Copy every line of the records below word for word, and leave the pictures out.

Data section ->
Content starts

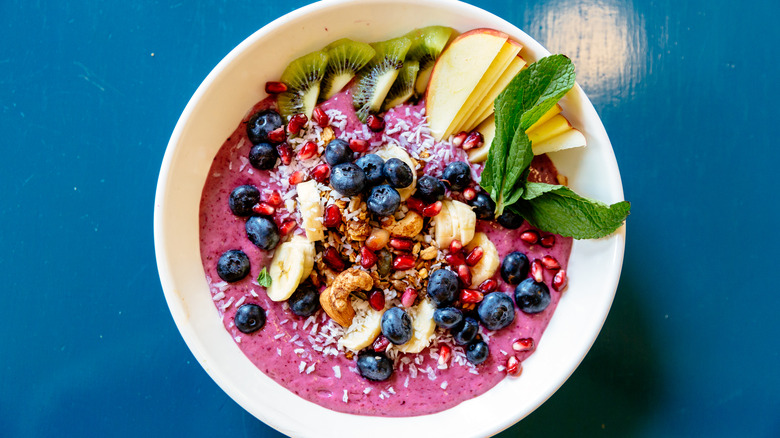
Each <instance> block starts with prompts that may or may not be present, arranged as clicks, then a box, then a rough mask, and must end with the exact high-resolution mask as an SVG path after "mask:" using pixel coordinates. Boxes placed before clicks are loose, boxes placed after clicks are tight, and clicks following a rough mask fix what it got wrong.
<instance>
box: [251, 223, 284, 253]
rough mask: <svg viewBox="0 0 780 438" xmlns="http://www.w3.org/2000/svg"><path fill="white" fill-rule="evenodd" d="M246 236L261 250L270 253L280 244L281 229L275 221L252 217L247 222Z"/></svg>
mask: <svg viewBox="0 0 780 438" xmlns="http://www.w3.org/2000/svg"><path fill="white" fill-rule="evenodd" d="M245 228H246V235H247V237H249V240H250V241H251V242H252V243H254V244H255V245H257V246H258V247H259V248H260V249H264V250H266V251H270V250H272V249H274V248H276V245H278V244H279V238H280V237H281V236H280V235H279V228H278V227H277V226H276V224H275V223H274V221H272V220H271V219H268V218H267V217H263V216H252V217H250V218H249V219H248V220H247V221H246V226H245Z"/></svg>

Content ends

Exercise answer ->
Each <instance> block starts with prompts that may or may not be present, arranged as clicks, then a box, then a rough mask, and must end with the exact high-resolution mask as an SVG path after "mask:" using pixel coordinates. Boxes placed before clicks are loose, boxes placed after clicks are tight, and clicks following a rough mask fix what it got wrong.
<instance>
box: [251, 223, 284, 253]
rough mask: <svg viewBox="0 0 780 438" xmlns="http://www.w3.org/2000/svg"><path fill="white" fill-rule="evenodd" d="M246 236L261 250L270 253L280 244L281 229L275 221L252 217L247 222Z"/></svg>
mask: <svg viewBox="0 0 780 438" xmlns="http://www.w3.org/2000/svg"><path fill="white" fill-rule="evenodd" d="M245 228H246V235H247V237H249V240H250V241H251V242H252V243H254V244H255V245H257V246H258V247H259V248H260V249H264V250H266V251H270V250H272V249H274V248H276V245H278V244H279V238H280V237H281V236H280V235H279V228H278V227H277V226H276V224H275V223H274V221H272V220H271V219H268V218H267V217H263V216H252V217H250V218H249V219H248V220H247V221H246V226H245Z"/></svg>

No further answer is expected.